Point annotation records
______
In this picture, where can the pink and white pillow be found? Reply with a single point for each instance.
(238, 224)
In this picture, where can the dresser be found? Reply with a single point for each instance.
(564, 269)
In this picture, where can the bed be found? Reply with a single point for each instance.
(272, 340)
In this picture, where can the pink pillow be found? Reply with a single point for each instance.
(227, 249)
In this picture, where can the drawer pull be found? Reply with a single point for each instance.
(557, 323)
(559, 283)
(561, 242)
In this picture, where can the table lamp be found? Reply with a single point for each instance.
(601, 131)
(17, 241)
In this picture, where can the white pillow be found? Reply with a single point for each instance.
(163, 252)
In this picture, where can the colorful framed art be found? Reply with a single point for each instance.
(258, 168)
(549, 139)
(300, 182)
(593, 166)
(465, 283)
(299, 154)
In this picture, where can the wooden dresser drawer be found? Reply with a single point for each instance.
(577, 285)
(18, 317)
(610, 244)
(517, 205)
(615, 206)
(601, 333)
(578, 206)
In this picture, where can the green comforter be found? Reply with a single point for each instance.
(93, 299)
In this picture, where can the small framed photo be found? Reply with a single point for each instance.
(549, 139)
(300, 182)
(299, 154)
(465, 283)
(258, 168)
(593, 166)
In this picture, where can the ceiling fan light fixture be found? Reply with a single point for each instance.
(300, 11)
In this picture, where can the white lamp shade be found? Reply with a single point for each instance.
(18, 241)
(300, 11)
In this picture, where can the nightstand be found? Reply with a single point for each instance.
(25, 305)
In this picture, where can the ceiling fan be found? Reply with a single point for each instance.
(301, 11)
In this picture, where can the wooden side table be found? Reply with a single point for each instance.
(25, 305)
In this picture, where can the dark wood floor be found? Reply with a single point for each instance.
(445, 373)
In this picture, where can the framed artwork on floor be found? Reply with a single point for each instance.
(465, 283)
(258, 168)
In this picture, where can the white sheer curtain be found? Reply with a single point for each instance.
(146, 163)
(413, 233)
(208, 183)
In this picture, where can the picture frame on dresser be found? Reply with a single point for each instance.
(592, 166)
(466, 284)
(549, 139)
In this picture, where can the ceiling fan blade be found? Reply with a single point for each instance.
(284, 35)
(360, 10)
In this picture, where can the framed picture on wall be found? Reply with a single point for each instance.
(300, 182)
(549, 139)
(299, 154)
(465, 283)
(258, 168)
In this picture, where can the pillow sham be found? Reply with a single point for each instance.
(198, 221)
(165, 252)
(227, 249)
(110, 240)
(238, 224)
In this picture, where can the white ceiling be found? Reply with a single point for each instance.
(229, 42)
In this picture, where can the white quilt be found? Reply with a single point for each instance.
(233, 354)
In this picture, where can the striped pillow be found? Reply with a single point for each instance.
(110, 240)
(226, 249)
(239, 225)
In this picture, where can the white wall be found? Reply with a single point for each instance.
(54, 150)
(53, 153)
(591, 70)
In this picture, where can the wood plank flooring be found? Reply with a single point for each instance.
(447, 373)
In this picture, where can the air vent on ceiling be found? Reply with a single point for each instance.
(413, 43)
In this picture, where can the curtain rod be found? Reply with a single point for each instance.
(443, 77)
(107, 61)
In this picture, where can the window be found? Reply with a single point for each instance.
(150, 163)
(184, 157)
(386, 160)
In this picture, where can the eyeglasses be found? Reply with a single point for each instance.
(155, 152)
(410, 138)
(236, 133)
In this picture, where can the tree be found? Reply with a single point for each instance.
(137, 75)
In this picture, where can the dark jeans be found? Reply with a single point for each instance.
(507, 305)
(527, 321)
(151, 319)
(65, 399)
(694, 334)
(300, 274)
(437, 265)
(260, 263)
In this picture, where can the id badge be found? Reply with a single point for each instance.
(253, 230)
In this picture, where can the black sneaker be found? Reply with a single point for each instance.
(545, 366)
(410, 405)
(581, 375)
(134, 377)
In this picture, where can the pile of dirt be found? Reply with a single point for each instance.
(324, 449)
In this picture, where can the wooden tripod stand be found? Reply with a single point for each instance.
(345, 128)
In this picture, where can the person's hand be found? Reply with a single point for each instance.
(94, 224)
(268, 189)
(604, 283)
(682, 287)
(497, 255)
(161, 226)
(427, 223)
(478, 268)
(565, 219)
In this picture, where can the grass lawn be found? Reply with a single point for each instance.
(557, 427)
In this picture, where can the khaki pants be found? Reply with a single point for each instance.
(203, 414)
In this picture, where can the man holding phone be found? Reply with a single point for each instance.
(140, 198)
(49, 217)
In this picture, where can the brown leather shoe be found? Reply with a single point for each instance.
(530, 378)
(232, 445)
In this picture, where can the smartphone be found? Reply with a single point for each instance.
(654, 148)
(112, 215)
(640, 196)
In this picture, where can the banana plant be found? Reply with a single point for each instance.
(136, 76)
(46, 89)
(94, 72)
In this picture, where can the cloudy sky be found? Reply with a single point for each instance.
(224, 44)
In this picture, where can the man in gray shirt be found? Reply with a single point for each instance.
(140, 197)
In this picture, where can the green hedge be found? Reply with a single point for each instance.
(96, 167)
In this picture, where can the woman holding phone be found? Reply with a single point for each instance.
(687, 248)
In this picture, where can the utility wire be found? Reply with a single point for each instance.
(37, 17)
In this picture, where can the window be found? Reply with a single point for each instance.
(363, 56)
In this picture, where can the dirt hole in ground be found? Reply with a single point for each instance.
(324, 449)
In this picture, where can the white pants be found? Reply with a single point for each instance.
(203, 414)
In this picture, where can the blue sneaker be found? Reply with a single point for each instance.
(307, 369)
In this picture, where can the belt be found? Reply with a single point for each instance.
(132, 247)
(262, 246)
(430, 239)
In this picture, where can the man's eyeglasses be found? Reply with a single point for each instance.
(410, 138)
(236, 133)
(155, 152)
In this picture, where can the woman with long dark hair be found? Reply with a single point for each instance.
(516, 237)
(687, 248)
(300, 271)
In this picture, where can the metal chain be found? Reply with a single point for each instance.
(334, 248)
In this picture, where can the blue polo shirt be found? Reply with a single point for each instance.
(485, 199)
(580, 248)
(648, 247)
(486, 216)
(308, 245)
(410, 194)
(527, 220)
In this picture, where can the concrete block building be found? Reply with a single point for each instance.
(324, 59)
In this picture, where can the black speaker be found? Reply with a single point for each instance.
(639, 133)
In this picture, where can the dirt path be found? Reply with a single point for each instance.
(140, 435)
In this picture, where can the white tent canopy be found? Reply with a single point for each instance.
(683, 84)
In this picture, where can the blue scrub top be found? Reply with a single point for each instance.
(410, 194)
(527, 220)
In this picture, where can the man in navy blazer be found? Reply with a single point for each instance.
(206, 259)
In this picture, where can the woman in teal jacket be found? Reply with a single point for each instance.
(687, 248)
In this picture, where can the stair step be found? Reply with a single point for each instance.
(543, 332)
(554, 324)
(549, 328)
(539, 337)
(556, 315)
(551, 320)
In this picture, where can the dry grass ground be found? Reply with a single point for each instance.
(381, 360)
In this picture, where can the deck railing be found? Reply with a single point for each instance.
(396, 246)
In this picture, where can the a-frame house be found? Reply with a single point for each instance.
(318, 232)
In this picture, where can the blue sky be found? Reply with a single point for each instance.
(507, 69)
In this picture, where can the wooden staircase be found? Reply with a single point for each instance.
______
# [PROBLEM REQUIREMENTS]
Extract, unchanged, the closing run of lines that opens with the line containing "In this picture, where can the white tent" and ends with the last line.

# [ANSWER FOR THIS EXERCISE]
In this picture, where can the white tent canopy be found? Reply with a single point for each instance.
(683, 84)
In this picture, where can the blue scrub top be found? Reply with a single point for each instance.
(410, 194)
(527, 220)
In this picture, where can the man in navy blazer be found? Reply with a single point for each instance.
(206, 259)
In this picture, where can the woman in teal jacket be found? Reply with a single point for each instance.
(687, 248)
In this picture, where can the stair step be found? Reply with a single point for each instance.
(543, 332)
(554, 324)
(549, 328)
(539, 337)
(556, 315)
(551, 320)
In this picture, where can the dry grass ground be found? Reply with a single point for each instance.
(381, 360)
In this picture, where can the deck railing be found? Reply with a single point for each instance.
(396, 246)
In this picture, where can the a-frame house be found? Reply with a single point for each instance.
(318, 232)
In this picture, where can the blue sky be found? Reply with a single point for each instance.
(507, 69)
In this picture, where can the wooden staircase be found? Reply with a single point for each instance.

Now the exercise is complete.